> [ACTIVITY 1]:
By about what percent did Ohio's opioid overdose deaths fall in 2024, according to the article on opioid overdose deaths?
> [ACTIVITY 2]:
Which services does the article on opioid overdose deaths list as practical examples of harm reduction?

(Beginning of SOURCE TEXT)

Opioid overdose deaths in Ohio, and across the country, fell sharply in 2024 compared to 2023, driven largely by decreases in fentanyl-related deaths.
Nationwide, the total number of deaths dropped about 42 percent and Ohio’s was even steeper, with deaths falling approximately 45 percent. While there are many reasons for the decline in deaths both in Ohio and across the country, one contributing factor that helped Ohio outpace the nation is the state’s acceptance and implementation of harm reduction.
Harm reduction, in its simplest, most inclusive form, is taking steps to minimize risk associated with an activity
Within the lens of drug use, harm reduction is an evidence-based approach critical to engaging with people who use drugs and equipping them with life-saving tools and information to create positive change and potentially save their lives.
Practically speaking, this means syringe exchanges, naloxone, fentanyl and xylazine test strips, safe smoking kits, wound care, among many other services. These services, which not only help individuals stay healthy, but enable them to not die, have consistently been under attack under the current federal administration.
The first regressive Executive Order: mandatory substance treatment before housing eligibility
Last summer, President Trump issued an Executive Order (EO) entitled Ending Crime and Disorder on America’s Streets. This EO largely focuses on the unhoused population in our country and moving away from a housing first approach. Housing first is the most effective approach to ending homelessness. Reverting back to requiring participation in substance use or mental illness treatments programs as a condition of housing is a philosophy that has proven ineffective.
The EO also directs the Secretary of Health and Human Services to ensure that “discretionary grants issued by the Substance Abuse and Mental Health Services Administration for substance use disorder prevention, treatment, and recovery fund evidence-based programs and do not fund programs that fail to achieve adequate outcomes, including so-called “harm reduction” or “safe consumption” efforts that only facilitate illegal drug use and its attendant harm.”
Harm reduction is evidence-based.
Evidence-based lifesaving intervention or harm reduction ideology?
Harm reduction is evidence-based. If preventing a death from an opioid overdose is not an “adequate outcome” one wonders, what would constitute an adequate outcome. This type of language is a serious attack on an important aspect of the continuum of care for substance use disorders. Rhetoric from the current administration surrounding harm reduction and its activities is quite a divergence from the previous administration, and even President Trump’s first term.

(End of SOURCE TEXT)
(Beginning of DATASET EXTRACT)

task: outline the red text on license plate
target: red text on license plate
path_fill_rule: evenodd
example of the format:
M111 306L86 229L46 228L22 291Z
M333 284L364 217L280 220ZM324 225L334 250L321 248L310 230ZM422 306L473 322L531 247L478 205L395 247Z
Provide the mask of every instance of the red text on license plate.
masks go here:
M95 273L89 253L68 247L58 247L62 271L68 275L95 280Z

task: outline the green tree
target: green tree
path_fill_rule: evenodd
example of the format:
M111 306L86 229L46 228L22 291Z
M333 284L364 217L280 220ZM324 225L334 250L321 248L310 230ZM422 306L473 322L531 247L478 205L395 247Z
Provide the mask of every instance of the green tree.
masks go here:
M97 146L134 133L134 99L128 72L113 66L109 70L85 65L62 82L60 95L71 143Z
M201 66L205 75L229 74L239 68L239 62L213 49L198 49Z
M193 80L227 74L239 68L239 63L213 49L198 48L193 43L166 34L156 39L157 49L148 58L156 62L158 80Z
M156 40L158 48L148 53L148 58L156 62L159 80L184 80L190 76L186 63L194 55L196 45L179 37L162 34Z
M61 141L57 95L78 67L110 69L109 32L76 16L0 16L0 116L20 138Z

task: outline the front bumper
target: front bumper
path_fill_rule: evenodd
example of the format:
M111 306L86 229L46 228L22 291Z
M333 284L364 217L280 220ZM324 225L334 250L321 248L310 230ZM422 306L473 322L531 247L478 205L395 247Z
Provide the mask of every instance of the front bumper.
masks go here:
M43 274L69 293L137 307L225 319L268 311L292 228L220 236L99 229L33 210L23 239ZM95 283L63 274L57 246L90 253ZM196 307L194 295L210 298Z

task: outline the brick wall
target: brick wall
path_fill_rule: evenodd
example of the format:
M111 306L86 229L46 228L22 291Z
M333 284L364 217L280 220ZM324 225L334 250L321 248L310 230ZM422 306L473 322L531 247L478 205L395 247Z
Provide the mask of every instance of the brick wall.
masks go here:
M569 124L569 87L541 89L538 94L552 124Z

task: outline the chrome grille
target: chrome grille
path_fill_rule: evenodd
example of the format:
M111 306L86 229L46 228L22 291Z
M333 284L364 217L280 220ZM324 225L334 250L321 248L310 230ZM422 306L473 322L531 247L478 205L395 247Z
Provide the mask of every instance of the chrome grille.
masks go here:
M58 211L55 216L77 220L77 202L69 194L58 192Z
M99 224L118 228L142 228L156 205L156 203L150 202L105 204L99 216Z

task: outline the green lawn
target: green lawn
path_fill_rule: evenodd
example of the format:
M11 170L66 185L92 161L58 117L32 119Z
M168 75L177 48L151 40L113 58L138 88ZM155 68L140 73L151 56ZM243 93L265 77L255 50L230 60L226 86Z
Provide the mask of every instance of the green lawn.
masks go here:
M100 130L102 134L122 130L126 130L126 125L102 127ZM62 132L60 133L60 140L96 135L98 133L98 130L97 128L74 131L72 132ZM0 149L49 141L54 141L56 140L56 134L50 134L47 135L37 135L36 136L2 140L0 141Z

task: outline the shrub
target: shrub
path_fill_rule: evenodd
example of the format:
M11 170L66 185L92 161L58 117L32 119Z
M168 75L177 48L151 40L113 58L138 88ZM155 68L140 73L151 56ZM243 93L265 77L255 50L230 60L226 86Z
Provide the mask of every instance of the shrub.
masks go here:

(End of DATASET EXTRACT)

> [TASK SOLUTION 1]:
About 45 percent.

> [TASK SOLUTION 2]:
Syringe exchanges, naloxone, fentanyl and xylazine test strips, safe smoking kits, and wound care.